Items from a dataset:
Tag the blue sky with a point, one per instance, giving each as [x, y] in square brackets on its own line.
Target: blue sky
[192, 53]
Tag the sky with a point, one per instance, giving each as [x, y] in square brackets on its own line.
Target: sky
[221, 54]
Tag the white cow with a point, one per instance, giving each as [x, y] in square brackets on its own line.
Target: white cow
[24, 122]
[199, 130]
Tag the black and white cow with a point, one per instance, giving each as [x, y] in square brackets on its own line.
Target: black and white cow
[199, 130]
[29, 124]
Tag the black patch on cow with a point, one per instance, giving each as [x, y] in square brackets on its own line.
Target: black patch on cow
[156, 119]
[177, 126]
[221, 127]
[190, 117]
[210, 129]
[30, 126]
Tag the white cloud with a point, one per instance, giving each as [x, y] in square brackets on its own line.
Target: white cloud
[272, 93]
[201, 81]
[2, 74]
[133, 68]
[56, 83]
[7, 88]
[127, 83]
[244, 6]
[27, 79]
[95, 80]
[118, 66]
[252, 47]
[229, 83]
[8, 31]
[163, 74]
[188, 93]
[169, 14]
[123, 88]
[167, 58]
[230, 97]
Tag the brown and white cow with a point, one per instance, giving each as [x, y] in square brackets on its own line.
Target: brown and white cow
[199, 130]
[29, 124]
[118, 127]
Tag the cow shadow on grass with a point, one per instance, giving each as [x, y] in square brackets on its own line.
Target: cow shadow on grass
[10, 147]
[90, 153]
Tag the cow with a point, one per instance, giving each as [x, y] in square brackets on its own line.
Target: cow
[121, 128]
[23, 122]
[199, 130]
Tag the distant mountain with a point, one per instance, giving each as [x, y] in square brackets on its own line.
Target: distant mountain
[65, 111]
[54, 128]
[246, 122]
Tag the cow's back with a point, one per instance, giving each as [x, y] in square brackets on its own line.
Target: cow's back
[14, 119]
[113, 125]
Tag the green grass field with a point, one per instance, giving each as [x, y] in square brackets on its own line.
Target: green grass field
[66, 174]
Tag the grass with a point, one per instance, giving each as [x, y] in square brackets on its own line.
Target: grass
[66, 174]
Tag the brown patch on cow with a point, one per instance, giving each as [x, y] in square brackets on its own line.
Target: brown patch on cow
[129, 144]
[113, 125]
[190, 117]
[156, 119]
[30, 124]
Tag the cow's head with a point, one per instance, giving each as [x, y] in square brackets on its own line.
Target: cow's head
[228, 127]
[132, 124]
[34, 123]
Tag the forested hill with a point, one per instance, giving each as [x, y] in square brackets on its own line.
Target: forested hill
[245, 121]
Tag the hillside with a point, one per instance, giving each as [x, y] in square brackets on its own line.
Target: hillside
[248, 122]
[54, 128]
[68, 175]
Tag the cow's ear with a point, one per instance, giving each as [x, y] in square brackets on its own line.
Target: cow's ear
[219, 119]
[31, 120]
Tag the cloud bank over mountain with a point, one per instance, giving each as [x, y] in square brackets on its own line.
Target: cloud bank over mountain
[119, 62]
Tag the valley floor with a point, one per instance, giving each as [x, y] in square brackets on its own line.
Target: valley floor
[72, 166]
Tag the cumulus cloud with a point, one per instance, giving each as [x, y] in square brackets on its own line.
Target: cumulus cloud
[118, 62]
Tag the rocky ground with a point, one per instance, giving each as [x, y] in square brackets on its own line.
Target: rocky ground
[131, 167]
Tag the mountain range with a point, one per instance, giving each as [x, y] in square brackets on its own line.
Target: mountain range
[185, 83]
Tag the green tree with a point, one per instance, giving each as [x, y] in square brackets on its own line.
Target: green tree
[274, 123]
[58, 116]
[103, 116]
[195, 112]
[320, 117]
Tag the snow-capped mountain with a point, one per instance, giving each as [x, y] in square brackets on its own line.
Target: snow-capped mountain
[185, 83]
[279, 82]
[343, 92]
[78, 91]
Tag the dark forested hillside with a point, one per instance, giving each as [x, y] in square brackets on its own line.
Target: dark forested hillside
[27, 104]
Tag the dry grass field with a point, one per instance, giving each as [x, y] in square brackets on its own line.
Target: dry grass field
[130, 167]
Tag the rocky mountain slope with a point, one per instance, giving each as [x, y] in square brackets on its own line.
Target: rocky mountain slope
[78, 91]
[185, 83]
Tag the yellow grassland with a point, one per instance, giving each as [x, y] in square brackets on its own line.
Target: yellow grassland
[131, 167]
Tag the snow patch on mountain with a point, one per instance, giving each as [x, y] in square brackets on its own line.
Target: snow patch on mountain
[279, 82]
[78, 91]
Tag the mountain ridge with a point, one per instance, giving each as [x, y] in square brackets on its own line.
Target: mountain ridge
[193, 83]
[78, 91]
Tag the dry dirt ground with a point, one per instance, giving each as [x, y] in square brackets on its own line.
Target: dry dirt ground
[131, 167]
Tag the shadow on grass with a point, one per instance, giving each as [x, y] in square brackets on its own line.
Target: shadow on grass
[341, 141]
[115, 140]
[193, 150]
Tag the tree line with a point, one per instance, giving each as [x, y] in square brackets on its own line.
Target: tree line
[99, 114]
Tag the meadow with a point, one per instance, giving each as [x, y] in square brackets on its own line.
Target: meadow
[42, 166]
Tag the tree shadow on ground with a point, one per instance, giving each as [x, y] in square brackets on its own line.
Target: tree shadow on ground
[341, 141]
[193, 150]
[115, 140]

EXERCISE BRIEF: For the lines above, output exactly those from the line containing "Target: cloud bank over mountain" through the line containing "Tag the rocky ground", and skip the others.

THE ANSWER:
Target: cloud bank over mountain
[119, 62]
Tag the valley floor with a point, one per instance, giving each as [x, y] in square brackets on its own line.
Target: valley floor
[72, 166]
Tag the cumulus cloud with a point, one per instance, giving each as [x, y] in square brackets on its own line.
Target: cumulus cloud
[118, 62]
Tag the rocky ground with a point, one per instance, giving each as [x, y] in square brackets on its own line.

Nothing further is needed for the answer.